## WHAT TO DO
Working from the records below, repeat exactly the lines starting at the line that contains "Target: wet mud surface" and ending at the line that contains "muddy water in this photo.", inclusive.

*** TASK MATERIAL

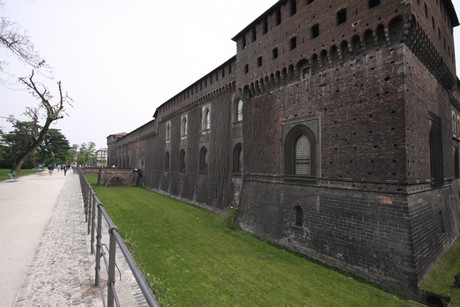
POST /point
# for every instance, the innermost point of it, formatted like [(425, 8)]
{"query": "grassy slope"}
[(24, 172), (190, 258), (441, 277)]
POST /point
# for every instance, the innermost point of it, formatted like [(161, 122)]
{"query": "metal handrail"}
[(93, 208)]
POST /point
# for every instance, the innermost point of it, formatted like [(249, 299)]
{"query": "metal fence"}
[(94, 214)]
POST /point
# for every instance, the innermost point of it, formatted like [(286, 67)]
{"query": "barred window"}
[(302, 156), (204, 159), (238, 158), (167, 161), (184, 126), (436, 152), (168, 131), (182, 161), (298, 216), (300, 151), (207, 119), (239, 110)]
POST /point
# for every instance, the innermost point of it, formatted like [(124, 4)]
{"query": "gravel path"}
[(61, 271)]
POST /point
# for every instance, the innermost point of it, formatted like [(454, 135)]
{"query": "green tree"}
[(17, 141), (53, 112), (86, 154), (54, 149)]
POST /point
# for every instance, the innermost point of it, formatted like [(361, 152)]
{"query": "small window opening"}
[(293, 7), (167, 161), (278, 16), (298, 216), (239, 110), (182, 161), (373, 3), (204, 159), (265, 26), (293, 43), (441, 222), (306, 72), (341, 16), (315, 31)]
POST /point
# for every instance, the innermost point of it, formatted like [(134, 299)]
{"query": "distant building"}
[(101, 157), (335, 130)]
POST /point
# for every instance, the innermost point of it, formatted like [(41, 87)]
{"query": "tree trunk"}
[(26, 155)]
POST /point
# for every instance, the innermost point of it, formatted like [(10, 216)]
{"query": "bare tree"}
[(53, 113)]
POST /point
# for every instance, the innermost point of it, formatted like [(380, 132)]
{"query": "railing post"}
[(98, 244), (86, 204), (93, 222), (111, 271), (90, 202)]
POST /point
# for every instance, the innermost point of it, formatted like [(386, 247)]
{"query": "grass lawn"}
[(4, 173), (190, 258), (441, 277)]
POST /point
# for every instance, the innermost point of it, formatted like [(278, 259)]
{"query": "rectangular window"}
[(293, 7), (373, 3), (278, 16), (293, 43), (315, 31), (436, 152), (341, 16)]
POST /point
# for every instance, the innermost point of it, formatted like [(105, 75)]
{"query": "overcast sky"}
[(120, 60)]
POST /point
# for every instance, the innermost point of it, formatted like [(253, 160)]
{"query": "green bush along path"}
[(190, 258)]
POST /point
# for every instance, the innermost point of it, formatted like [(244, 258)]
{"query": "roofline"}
[(258, 19), (232, 59), (451, 12)]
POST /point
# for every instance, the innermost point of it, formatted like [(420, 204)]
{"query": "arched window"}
[(184, 126), (167, 161), (302, 156), (207, 119), (300, 151), (182, 161), (298, 214), (239, 110), (238, 158), (168, 131), (204, 159)]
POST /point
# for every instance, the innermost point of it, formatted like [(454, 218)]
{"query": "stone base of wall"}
[(388, 239)]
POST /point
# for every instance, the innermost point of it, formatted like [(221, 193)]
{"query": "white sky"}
[(120, 60)]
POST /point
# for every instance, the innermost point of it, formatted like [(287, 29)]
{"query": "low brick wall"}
[(111, 176)]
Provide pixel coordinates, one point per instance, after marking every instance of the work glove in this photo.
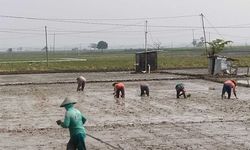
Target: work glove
(59, 122)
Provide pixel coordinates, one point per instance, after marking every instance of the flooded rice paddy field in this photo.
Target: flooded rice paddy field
(203, 121)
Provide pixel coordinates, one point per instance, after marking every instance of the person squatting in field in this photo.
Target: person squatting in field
(144, 89)
(180, 90)
(227, 87)
(119, 89)
(74, 120)
(81, 83)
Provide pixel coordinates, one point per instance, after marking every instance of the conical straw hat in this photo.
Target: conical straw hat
(67, 101)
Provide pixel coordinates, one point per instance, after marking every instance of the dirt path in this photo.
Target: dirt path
(204, 121)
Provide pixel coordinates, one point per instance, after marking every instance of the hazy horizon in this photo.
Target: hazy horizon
(121, 23)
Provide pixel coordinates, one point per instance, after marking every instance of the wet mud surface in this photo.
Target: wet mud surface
(203, 121)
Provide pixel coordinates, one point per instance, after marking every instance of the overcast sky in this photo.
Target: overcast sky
(121, 23)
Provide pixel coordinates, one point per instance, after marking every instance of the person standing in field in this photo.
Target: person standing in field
(81, 83)
(119, 89)
(144, 89)
(180, 90)
(74, 120)
(227, 87)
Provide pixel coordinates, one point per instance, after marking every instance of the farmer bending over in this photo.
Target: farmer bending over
(73, 120)
(144, 89)
(227, 87)
(180, 90)
(119, 88)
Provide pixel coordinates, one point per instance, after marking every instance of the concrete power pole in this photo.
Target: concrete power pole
(146, 48)
(204, 32)
(46, 39)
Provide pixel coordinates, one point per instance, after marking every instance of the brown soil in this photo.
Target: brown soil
(203, 121)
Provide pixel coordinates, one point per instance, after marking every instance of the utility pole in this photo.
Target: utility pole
(146, 48)
(54, 42)
(47, 55)
(193, 37)
(204, 32)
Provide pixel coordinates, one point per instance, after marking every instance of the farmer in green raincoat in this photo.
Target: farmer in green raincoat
(73, 120)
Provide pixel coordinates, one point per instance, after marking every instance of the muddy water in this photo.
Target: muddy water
(203, 121)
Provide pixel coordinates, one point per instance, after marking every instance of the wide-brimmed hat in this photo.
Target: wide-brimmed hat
(234, 81)
(67, 101)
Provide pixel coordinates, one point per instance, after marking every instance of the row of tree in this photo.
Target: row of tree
(100, 45)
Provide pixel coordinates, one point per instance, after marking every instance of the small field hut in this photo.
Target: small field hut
(220, 65)
(148, 59)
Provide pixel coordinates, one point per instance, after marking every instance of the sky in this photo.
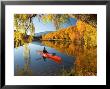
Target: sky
(42, 27)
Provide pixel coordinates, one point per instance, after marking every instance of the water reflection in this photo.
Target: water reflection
(26, 70)
(85, 63)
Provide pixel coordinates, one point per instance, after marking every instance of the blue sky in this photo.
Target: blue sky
(41, 27)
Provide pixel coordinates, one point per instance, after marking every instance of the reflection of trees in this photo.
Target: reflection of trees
(85, 63)
(26, 70)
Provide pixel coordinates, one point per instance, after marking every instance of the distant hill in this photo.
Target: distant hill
(41, 33)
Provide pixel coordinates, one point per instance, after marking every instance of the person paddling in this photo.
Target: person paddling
(44, 50)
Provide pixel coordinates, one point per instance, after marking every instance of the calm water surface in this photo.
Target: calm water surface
(28, 62)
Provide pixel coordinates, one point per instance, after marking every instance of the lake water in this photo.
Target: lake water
(28, 62)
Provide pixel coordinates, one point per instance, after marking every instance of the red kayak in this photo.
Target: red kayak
(50, 56)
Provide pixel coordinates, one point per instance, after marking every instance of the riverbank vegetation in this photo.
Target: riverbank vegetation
(79, 40)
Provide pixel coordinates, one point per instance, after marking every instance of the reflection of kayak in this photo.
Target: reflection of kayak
(50, 56)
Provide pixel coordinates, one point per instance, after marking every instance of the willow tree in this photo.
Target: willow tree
(56, 19)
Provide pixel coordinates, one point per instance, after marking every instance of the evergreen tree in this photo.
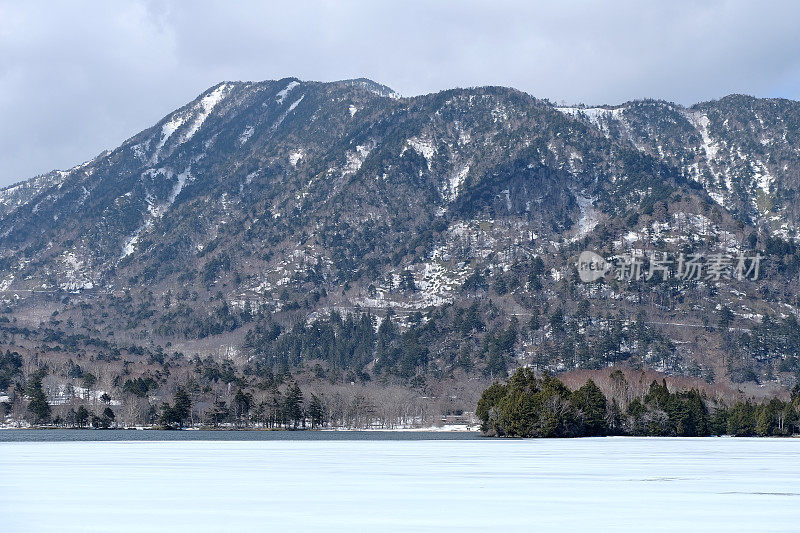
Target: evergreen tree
(316, 411)
(293, 406)
(38, 405)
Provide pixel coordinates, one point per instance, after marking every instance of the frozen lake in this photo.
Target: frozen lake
(633, 484)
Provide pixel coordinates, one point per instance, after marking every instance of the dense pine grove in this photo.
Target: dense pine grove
(527, 406)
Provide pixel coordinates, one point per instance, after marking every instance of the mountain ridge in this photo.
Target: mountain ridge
(256, 214)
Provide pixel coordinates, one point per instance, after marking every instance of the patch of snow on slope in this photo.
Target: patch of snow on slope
(701, 121)
(596, 115)
(455, 182)
(763, 179)
(589, 217)
(246, 134)
(357, 158)
(201, 111)
(286, 113)
(423, 147)
(74, 273)
(207, 104)
(281, 96)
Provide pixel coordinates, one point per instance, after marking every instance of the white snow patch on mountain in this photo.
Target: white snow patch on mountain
(200, 111)
(423, 146)
(286, 113)
(281, 96)
(246, 134)
(455, 182)
(596, 115)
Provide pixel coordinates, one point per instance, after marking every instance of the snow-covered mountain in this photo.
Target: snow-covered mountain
(297, 199)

******

## WRITTEN RESPONSE
Target: wet mud surface
(203, 121)
Provide pixel coordinates, one point per instance, after marking every instance of the overcast sky in this photo.
Target: overcast sky
(121, 23)
Provide pixel coordinates, one point per instance, after marking every instance of the person standing in field in this photo.
Target: person standing in field
(81, 83)
(119, 89)
(144, 89)
(180, 90)
(74, 120)
(227, 87)
Provide pixel coordinates, one point per instance, after marking every instance of the farmer bending over in this photo.
Target: farmer bending over
(73, 120)
(144, 89)
(227, 87)
(180, 90)
(119, 88)
Provide pixel coordinates, one point per instance, after marking every instance of the concrete power pole in this photo.
Target: concrete power pole
(146, 48)
(204, 32)
(46, 39)
Provide pixel coordinates, one point per instance, after marking every instance of the brown soil in this photo.
Target: brown soil
(203, 121)
Provide pixel coordinates, one point per instance, after marking every instance of the utility pole in this photo.
Target: utility pole
(146, 48)
(54, 42)
(47, 55)
(193, 37)
(204, 32)
Provide pixel coordinates, one point per instance, after marking every instance of the farmer in green raincoat in this photo.
Target: farmer in green raincoat
(73, 120)
Provide pixel coordinates, one point per instance, after marking every instance of the muddy water in this photo.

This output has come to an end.